-------- DATA IN THIS EXERCISE --------

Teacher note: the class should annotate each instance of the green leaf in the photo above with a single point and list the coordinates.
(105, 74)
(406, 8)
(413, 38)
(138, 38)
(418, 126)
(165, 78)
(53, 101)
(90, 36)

--------

EXERCISE AIM: Print the records above exactly as they appear.

RESULT:
Teacher note: the class should annotate each instance of the green leaf in the photo above with a single point and list the coordinates.
(105, 74)
(406, 8)
(413, 38)
(138, 38)
(418, 126)
(165, 78)
(53, 101)
(90, 36)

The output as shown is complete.